14 We know that the law is spiritual; but I am unspiritual, sold as a slave to sin. 15 I do not understand what I do. For what I want to do I do not do, but what I hate I do. 16 And if I do what I do not want to do, I agree that the law is good. 17 As it is, it is no longer I myself who do it, but it is sin living in me.18 For I know that good itself does not dwell in me, that is, in my sinful nature. For I have the desire to do what is good, but I cannot carry it out.19 For I do not do the good I want to do, but the evil I do not want to do—this I keep on doing. 20 Now if I do what I do not want to do, it is no longer I who do it, but it is sin living in me that does it.

21 So I find this law at work: Although I want to do good, evil is right there with me. 22 For in my inner being I delight in God’s law; 23 but I see another law at work in me, waging war against the law of my mind and making me a prisoner of the law of sin at work within me. 24 What a wretched man I am! Who will rescue me from this body that is subject to death? 25 Thanks be to God, who delivers me through Jesus Christ our Lord!

So then, I myself in my mind am a slave to God’s law, but in my sinful nature a slave to the law of sin.

I hope so. There’s hope here there.

Maybe also Romans 8:

5 Those who live according to the flesh have their minds set on what the flesh desires; but those who live in accordance with the Spirit have their minds set on what the Spirit desires. 6 The mind governed by the flesh is death, but the mind governed by the Spirit is life and peace. 7 The mind governed by the flesh is hostile to God; it does not submit to God’s law, nor can it do so. 8 Those who are in the realm of the flesh cannot please God.

* [Challenge 1]
Write out the stretch of the Romans passage from "5 Those who" through "cannot please God.", swapping "hostile" for "opposed".
The Romans passage and the listing have nothing to do with each other.

* [Stored data]
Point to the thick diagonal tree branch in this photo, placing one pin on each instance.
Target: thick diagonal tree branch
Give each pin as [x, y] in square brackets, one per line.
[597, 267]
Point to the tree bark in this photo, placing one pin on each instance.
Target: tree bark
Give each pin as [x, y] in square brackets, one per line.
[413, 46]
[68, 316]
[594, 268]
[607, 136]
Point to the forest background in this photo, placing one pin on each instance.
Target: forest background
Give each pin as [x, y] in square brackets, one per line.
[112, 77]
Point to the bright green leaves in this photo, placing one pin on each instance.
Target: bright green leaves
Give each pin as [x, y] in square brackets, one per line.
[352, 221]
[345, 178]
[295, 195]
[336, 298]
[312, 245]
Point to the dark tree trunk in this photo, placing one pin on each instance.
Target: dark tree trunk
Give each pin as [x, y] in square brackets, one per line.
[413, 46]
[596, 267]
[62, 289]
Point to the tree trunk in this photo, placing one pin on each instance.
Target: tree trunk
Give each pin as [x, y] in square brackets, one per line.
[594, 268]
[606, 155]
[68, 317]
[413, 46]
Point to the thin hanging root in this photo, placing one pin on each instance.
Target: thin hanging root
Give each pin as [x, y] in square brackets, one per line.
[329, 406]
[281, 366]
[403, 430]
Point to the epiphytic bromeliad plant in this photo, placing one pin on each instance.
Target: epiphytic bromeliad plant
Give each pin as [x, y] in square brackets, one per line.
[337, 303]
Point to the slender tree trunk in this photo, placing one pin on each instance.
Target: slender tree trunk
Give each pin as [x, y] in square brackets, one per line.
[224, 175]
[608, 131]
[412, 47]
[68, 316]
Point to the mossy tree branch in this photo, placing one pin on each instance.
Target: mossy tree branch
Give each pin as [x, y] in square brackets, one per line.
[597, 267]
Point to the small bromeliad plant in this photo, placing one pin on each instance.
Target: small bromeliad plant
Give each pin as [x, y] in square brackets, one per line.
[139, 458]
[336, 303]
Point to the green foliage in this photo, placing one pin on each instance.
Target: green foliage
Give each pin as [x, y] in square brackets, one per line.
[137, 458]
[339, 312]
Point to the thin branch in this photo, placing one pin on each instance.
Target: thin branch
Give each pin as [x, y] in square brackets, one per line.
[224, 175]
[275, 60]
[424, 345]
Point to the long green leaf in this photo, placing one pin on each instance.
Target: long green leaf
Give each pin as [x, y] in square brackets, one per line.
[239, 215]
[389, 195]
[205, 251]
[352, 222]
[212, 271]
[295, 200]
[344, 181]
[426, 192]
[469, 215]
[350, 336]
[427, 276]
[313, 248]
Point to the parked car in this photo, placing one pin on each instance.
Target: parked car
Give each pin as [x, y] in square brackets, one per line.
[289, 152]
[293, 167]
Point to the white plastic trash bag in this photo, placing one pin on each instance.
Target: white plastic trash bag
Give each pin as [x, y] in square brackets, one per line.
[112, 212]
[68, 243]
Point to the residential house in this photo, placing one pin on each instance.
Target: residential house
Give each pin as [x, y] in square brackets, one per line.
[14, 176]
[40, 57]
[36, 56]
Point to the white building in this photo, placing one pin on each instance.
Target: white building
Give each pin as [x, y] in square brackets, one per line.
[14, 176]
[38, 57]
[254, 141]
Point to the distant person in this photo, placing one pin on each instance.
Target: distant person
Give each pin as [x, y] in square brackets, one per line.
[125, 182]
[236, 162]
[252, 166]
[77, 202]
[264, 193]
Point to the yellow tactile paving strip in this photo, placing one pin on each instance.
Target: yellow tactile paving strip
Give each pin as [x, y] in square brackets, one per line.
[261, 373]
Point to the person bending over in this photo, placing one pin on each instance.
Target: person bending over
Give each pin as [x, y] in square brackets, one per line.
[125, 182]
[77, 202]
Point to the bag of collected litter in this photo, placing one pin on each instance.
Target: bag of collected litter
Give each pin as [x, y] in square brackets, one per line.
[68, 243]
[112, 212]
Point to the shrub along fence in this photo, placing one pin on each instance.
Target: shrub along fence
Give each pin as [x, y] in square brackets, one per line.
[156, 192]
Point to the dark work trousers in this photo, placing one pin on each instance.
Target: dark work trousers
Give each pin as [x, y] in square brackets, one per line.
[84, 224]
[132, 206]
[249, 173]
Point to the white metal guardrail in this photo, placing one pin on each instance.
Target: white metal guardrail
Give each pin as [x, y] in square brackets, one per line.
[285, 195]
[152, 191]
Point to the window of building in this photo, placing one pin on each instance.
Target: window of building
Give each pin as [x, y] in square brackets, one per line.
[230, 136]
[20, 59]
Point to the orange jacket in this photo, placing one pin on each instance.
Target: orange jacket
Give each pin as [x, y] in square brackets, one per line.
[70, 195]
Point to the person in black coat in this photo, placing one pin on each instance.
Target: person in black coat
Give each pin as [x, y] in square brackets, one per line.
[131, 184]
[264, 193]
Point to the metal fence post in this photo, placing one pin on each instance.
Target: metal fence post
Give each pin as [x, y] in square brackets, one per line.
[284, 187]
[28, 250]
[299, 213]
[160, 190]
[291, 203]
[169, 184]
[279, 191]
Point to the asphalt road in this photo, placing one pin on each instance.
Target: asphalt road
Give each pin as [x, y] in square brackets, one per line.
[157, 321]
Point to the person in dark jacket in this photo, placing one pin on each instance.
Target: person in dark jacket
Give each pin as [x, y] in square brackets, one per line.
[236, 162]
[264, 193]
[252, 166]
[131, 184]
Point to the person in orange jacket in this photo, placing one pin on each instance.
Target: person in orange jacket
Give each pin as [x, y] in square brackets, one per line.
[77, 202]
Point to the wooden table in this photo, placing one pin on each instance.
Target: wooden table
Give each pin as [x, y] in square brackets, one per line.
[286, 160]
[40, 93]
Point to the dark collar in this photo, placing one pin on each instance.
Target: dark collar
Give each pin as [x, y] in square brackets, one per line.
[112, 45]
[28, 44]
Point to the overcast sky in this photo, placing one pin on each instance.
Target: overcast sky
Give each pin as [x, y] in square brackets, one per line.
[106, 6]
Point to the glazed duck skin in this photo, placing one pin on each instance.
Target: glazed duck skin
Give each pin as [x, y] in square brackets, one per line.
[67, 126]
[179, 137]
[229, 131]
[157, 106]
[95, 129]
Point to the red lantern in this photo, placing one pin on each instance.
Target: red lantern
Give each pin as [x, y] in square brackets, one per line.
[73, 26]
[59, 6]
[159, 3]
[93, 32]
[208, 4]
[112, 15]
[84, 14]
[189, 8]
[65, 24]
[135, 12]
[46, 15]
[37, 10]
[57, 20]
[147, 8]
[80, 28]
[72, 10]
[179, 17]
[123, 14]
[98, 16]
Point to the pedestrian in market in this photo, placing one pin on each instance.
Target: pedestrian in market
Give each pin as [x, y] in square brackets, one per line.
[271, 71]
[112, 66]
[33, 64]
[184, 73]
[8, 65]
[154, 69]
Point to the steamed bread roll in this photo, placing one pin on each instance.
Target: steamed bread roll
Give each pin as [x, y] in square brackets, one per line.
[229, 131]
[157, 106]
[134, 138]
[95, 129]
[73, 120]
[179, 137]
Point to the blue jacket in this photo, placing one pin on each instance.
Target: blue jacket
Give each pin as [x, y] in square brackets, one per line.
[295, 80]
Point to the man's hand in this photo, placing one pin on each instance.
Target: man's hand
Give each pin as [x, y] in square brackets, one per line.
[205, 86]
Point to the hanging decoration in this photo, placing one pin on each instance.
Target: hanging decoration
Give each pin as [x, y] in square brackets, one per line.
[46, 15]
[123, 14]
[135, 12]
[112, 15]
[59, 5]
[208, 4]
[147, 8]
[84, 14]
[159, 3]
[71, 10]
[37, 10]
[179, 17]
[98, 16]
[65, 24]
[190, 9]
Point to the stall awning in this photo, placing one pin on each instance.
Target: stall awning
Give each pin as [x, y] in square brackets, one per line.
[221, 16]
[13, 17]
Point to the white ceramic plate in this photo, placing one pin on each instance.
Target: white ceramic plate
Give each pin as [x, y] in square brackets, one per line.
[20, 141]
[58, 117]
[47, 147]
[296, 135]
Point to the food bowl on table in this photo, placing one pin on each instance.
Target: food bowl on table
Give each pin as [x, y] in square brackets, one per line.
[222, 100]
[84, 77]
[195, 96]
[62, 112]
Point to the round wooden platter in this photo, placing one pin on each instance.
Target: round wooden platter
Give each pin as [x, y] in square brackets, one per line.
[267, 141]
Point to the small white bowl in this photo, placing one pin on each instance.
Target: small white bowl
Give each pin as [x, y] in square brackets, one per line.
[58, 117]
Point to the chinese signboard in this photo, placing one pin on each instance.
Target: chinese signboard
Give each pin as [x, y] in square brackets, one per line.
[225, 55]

* [Challenge 2]
Pull out each line of the listing that contains the string "yellow".

* [Complete answer 1]
5 Those who live according to the flesh have their minds set on what the flesh desires; but those who live in accordance with the Spirit have their minds set on what the Spirit desires. 6 The mind governed by the flesh is death, but the mind governed by the Spirit is life and peace. 7 The mind governed by the flesh is opposed to God; it does not submit to God’s law, nor can it do so. 8 Those who are in the realm of the flesh cannot please God.

* [Complete answer 2]
Point to the yellow tactile paving strip in this photo, placing one pin on each instance.
Target: yellow tactile paving strip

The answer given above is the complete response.